» Dataset content
::::::
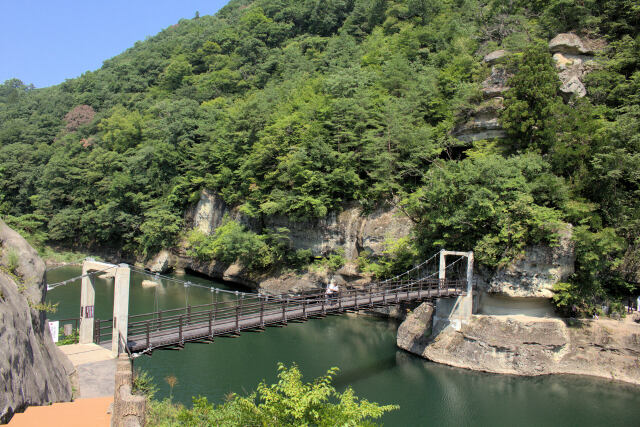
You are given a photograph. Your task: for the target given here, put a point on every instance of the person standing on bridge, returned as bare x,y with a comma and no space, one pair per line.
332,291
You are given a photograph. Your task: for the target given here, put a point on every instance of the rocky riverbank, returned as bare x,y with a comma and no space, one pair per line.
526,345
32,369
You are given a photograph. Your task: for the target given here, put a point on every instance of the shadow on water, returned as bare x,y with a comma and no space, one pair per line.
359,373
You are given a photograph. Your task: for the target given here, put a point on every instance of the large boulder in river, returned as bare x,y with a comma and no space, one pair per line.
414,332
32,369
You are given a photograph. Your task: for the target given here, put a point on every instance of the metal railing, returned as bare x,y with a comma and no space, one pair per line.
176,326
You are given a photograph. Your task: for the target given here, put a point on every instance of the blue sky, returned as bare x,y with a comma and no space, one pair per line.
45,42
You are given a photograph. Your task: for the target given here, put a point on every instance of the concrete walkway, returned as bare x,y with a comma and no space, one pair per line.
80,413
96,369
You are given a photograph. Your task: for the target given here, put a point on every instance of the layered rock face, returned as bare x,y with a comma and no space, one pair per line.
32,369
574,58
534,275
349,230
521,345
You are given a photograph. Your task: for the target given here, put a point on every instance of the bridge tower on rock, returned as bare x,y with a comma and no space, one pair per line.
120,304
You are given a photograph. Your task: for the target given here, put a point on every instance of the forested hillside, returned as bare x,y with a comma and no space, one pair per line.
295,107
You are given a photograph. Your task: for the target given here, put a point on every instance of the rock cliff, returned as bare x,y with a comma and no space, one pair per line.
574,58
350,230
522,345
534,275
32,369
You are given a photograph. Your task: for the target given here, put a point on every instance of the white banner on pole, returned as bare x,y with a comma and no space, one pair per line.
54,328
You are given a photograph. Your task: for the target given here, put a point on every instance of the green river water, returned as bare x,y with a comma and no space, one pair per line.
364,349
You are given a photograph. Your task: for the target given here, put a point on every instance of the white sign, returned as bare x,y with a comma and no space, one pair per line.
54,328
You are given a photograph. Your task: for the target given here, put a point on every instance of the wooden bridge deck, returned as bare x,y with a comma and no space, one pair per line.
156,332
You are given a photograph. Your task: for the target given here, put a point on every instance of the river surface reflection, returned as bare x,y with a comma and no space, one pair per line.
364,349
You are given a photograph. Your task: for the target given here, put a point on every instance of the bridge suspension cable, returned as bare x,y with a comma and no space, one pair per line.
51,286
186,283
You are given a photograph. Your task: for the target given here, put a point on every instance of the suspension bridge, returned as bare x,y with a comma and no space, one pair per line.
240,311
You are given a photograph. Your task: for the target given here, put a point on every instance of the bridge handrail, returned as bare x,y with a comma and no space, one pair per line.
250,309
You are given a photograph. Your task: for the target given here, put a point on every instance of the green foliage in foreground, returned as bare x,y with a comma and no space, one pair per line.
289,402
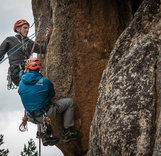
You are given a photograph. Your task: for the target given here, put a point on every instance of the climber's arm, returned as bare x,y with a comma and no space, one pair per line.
::::::
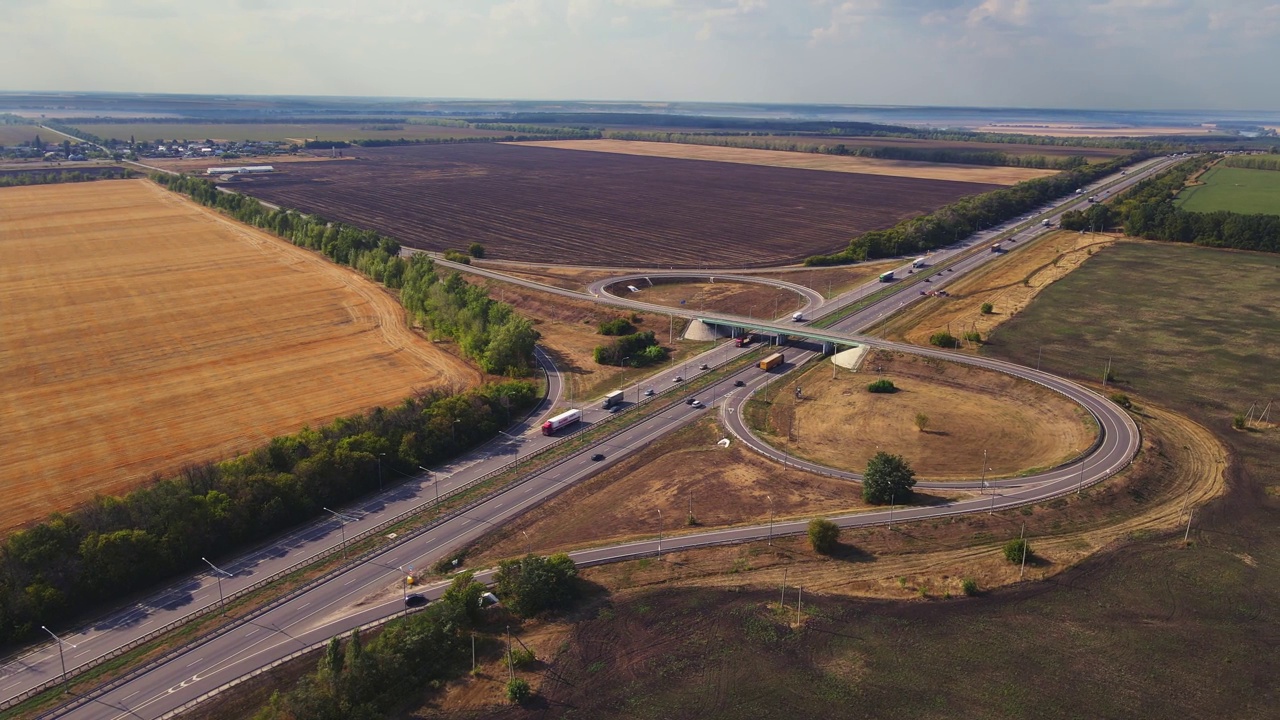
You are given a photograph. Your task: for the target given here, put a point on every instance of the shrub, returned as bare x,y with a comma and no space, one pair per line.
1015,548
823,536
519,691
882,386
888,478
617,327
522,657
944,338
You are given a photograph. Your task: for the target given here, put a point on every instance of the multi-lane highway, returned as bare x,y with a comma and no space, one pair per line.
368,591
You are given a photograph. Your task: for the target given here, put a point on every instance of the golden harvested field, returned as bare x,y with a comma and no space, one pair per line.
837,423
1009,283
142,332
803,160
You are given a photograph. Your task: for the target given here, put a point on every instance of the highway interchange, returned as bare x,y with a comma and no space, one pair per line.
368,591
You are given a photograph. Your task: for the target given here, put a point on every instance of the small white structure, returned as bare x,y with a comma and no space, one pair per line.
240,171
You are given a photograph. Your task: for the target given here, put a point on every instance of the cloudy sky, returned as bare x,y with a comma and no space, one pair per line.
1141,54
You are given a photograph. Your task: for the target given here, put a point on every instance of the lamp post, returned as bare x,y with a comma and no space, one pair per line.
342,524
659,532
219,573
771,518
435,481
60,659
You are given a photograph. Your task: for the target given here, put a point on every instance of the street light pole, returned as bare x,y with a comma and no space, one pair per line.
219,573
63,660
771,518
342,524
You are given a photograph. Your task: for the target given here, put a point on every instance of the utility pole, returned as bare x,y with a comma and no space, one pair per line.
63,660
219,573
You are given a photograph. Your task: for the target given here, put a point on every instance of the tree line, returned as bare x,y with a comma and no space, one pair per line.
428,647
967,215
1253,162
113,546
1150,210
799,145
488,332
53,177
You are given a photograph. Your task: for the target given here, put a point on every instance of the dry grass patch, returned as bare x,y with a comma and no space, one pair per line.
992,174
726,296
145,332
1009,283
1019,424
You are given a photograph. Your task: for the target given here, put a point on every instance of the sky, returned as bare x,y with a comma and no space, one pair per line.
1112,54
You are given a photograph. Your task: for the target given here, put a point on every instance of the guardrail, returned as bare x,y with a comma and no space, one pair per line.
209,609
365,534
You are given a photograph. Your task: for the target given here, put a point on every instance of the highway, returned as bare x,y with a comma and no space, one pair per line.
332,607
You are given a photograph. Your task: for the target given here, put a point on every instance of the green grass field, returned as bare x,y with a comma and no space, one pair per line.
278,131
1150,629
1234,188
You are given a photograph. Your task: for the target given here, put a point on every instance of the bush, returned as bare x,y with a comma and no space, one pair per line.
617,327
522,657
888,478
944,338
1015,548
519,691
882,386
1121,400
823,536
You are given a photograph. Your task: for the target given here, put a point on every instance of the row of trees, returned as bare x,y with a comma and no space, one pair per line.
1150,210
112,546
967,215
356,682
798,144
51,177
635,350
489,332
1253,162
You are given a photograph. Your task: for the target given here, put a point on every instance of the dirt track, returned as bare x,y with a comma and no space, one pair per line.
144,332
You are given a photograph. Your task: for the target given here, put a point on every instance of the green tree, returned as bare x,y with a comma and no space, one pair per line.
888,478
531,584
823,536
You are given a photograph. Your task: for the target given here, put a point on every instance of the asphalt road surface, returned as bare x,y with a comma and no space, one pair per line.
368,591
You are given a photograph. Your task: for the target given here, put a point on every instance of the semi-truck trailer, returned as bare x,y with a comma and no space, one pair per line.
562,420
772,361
::::::
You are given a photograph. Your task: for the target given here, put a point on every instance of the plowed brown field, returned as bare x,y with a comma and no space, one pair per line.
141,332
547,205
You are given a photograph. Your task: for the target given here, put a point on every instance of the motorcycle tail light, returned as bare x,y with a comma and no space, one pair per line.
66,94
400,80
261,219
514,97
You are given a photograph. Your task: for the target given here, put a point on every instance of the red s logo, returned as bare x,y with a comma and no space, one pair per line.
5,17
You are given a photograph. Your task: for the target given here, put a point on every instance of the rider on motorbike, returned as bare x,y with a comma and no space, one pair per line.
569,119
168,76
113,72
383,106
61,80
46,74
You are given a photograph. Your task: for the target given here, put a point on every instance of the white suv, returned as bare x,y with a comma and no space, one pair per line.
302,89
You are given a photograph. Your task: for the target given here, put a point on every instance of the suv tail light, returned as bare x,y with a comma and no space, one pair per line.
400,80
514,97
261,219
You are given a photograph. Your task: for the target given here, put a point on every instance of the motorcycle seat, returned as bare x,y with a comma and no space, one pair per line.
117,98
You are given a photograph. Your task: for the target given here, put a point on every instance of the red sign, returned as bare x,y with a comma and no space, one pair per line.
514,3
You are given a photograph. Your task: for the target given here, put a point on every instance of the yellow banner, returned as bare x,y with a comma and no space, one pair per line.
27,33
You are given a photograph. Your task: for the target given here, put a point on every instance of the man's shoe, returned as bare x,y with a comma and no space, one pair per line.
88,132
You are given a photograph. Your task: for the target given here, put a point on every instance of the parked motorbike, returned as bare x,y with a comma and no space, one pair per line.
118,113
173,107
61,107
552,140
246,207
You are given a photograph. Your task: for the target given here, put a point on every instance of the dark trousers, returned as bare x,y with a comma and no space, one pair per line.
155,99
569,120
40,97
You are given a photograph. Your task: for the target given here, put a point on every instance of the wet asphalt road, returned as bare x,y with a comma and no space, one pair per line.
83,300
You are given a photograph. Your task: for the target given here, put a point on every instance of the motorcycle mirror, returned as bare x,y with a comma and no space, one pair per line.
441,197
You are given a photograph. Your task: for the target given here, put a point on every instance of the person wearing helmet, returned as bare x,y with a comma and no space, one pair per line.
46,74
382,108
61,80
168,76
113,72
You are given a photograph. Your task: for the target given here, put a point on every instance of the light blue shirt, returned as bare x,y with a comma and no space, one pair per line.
::::::
» Your objective
Reproduce exactly the lines of the data above that run from the line with "bridge handrail, returned" down to the line with "of the climber's", both ends included. Pictures do not belong in the copy.

» Answer to the exercise
You are given a photograph. Your task: for the target given here, put a point on every instance of the bridge handrail, returned as bare x,y with a comma and no space, one pair per line.
250,309
You are given a photograph. Your task: for the target given here, put a point on every instance of the green foliage in foreground, returned as bare x,y with a comma and no space, one pair per line.
289,402
You are given a photograph. Your task: for the target given here, put a point on every instance of the climber's arm, returned as bare x,y with a comma and no space, one pair per line.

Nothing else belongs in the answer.